(Excerpt from a dataset)
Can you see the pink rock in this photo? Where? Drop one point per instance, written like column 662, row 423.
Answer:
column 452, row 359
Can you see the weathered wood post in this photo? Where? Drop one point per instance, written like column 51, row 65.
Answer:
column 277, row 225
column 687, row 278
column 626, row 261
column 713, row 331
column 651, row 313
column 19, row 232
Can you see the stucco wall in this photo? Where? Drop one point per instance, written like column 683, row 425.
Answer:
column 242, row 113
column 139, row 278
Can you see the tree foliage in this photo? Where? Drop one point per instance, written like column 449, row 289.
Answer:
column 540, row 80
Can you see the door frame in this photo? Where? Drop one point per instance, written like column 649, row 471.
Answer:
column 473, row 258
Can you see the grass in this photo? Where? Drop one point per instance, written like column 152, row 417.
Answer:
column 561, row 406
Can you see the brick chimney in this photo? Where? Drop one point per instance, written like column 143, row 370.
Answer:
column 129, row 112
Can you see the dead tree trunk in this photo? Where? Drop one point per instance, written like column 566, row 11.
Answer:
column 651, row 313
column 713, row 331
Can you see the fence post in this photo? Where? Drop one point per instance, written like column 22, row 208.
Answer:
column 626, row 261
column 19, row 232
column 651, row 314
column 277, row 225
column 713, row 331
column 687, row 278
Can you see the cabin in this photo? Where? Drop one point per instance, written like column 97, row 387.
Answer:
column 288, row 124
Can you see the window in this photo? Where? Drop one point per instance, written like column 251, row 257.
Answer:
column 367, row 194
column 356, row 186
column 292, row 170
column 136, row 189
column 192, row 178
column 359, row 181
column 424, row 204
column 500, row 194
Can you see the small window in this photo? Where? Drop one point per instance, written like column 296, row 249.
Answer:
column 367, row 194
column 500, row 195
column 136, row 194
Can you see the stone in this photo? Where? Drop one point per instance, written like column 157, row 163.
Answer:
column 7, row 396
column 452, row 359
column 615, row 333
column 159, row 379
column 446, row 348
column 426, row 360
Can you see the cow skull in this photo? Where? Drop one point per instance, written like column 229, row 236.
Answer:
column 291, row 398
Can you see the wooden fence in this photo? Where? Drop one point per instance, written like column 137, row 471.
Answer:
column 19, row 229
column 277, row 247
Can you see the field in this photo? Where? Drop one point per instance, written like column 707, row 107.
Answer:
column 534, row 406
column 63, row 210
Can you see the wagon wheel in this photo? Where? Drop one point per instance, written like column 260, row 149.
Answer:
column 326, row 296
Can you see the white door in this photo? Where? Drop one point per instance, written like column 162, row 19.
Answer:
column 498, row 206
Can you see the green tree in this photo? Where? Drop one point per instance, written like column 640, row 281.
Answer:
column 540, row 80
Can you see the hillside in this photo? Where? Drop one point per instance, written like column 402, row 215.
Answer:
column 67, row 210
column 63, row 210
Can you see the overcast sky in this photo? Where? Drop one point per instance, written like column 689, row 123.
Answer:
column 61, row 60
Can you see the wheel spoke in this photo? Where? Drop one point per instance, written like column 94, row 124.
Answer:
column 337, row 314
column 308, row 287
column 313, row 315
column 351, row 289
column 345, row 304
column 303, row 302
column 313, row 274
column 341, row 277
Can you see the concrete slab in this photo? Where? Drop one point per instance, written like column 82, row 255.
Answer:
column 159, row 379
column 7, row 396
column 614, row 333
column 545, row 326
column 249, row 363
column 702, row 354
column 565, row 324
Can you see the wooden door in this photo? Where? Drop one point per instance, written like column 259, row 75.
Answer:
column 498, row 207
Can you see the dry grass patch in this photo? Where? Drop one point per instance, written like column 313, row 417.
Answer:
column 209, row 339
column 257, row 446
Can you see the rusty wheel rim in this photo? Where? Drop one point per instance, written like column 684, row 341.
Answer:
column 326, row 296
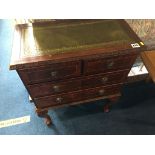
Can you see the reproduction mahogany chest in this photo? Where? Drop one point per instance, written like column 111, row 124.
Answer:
column 66, row 62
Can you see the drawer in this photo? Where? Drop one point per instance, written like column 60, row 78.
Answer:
column 49, row 88
column 82, row 95
column 51, row 73
column 94, row 66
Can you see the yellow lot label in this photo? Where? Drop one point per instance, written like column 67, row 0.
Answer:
column 14, row 121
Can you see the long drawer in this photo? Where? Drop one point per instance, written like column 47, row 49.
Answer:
column 51, row 72
column 93, row 66
column 81, row 95
column 49, row 88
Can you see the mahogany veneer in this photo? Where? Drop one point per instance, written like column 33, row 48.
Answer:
column 69, row 62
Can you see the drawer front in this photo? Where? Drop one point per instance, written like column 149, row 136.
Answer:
column 94, row 66
column 51, row 72
column 68, row 98
column 48, row 88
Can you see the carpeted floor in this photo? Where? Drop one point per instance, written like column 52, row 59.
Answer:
column 133, row 114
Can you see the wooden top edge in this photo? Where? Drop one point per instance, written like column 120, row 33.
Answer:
column 17, row 62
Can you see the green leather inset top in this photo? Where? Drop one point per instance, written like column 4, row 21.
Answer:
column 60, row 38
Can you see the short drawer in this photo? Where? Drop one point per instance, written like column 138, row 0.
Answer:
column 51, row 72
column 82, row 95
column 94, row 66
column 50, row 88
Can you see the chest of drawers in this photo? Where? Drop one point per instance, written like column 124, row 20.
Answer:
column 68, row 62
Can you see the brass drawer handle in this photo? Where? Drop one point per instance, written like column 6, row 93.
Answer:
column 56, row 88
column 53, row 74
column 104, row 79
column 110, row 64
column 101, row 92
column 59, row 99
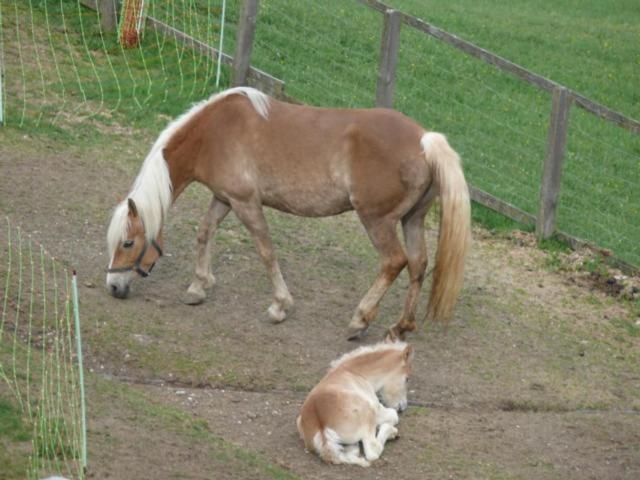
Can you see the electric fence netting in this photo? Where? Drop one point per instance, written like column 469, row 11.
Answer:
column 61, row 66
column 327, row 52
column 40, row 361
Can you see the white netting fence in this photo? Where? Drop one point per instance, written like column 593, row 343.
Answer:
column 40, row 387
column 60, row 65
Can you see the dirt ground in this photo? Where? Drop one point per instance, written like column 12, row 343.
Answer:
column 537, row 377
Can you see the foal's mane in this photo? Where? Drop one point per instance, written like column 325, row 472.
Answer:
column 151, row 190
column 378, row 347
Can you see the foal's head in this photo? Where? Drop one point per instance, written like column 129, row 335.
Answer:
column 132, row 253
column 393, row 393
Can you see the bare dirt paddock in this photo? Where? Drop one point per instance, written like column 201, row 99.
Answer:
column 538, row 376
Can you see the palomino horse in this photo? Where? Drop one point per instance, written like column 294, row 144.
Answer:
column 343, row 409
column 253, row 151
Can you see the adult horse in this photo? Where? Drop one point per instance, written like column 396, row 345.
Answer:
column 252, row 151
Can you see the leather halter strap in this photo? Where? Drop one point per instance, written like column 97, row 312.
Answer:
column 137, row 267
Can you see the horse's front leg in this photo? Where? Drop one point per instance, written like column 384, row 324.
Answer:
column 251, row 215
column 203, row 276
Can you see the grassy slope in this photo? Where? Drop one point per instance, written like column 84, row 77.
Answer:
column 327, row 53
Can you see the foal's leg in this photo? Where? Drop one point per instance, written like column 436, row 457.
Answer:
column 203, row 276
column 382, row 233
column 413, row 229
column 251, row 215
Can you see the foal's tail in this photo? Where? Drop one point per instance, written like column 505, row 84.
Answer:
column 455, row 225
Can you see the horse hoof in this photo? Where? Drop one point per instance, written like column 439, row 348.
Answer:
column 394, row 334
column 356, row 333
column 276, row 314
column 190, row 298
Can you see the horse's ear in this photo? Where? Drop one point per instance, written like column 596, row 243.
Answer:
column 133, row 210
column 407, row 354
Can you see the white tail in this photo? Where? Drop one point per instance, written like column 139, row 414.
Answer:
column 455, row 225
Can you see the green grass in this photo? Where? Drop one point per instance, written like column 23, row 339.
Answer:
column 14, row 438
column 327, row 52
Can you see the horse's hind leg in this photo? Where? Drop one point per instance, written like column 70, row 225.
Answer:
column 413, row 229
column 251, row 215
column 382, row 233
column 203, row 276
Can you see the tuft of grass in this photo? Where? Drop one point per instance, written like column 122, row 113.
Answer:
column 15, row 439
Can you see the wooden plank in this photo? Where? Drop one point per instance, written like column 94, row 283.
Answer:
column 606, row 113
column 468, row 47
column 500, row 206
column 108, row 14
column 388, row 59
column 552, row 172
column 244, row 41
column 256, row 78
column 92, row 4
column 506, row 66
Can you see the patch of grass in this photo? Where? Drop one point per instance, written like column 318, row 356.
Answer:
column 526, row 405
column 450, row 465
column 327, row 52
column 627, row 325
column 149, row 412
column 15, row 439
column 494, row 221
column 595, row 265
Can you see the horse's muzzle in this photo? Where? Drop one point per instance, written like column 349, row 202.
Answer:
column 119, row 292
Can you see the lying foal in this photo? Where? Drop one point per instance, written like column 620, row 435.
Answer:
column 344, row 410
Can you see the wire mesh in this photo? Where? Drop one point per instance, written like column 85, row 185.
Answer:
column 38, row 357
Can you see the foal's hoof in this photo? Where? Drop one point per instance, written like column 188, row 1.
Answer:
column 356, row 333
column 192, row 298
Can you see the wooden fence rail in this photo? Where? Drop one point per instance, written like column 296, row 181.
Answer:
column 506, row 66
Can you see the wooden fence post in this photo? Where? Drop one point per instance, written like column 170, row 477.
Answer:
column 108, row 14
column 552, row 173
column 244, row 42
column 388, row 58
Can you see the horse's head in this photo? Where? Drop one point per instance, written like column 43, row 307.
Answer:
column 132, row 253
column 393, row 393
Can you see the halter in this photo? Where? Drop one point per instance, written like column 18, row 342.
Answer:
column 136, row 265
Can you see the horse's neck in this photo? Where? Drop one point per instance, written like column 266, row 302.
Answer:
column 179, row 173
column 369, row 366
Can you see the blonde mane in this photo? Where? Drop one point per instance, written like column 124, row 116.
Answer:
column 378, row 347
column 152, row 189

## Do this
Output as a numbered list the records from the line containing "Can you see the wagon" through the line containing "column 14, row 121", skipping blank lines. Omit the pictures from your answer.

## Solution to the problem
1. Can you see the wagon wheel in this photo? Where? Drop one point per instance, written like column 260, row 149.
2. Answer:
3. column 326, row 296
4. Can you see the white door in this photo? Where? Drop one point per instance, written like column 162, row 19.
5. Answer:
6. column 498, row 206
7. Can you see the green tree in this photo? Where? Drop one point per instance, written like column 640, row 281.
8. Answer:
9. column 540, row 80
10. Can you see the hillside in this photo? Where? Drop one point per instance, written like column 402, row 215.
11. Answer:
12. column 67, row 210
13. column 63, row 210
14. Can you see the overcast sky in this photo? Where? Drop one point per instance, written like column 689, row 123.
15. Answer:
16. column 61, row 60
17. Can you see the wheel spoke in this photo? Where? Drop one point per instance, written like column 94, row 124.
18. Answer:
19. column 337, row 314
20. column 308, row 287
21. column 313, row 315
22. column 351, row 289
23. column 345, row 304
24. column 303, row 302
25. column 313, row 274
26. column 341, row 277
27. Can you see the concrete slab in this photo? Where? Drop one point per instance, written like column 82, row 255.
28. Answer:
29. column 159, row 379
30. column 7, row 396
31. column 614, row 333
32. column 545, row 326
33. column 249, row 363
34. column 702, row 354
35. column 565, row 324
36. Can you see the wooden door in this photo? Where? Drop one point per instance, written like column 259, row 75.
37. Answer:
38. column 498, row 207
39. Can you see the dry grass patch in this photo? Where? Drop one point per instance, written like column 313, row 417.
40. Answer:
41. column 209, row 339
42. column 257, row 446
43. Can you see the rusty wheel rim in this photo? Where? Drop one point per instance, written like column 684, row 341.
44. Answer:
45. column 326, row 296
46. Can you see the reproduction mahogany chest in this photo? Where? Drop one point per instance, written like column 111, row 124.
47. Answer:
48. column 66, row 62
49. Can you see the drawer in this photo? Where? Drop one point per instance, written like column 60, row 78.
50. Answer:
51. column 49, row 88
52. column 82, row 95
53. column 51, row 73
54. column 94, row 66
55. Can you see the yellow lot label in this photo? Where? Drop one point per instance, written like column 67, row 0.
56. Answer:
57. column 14, row 121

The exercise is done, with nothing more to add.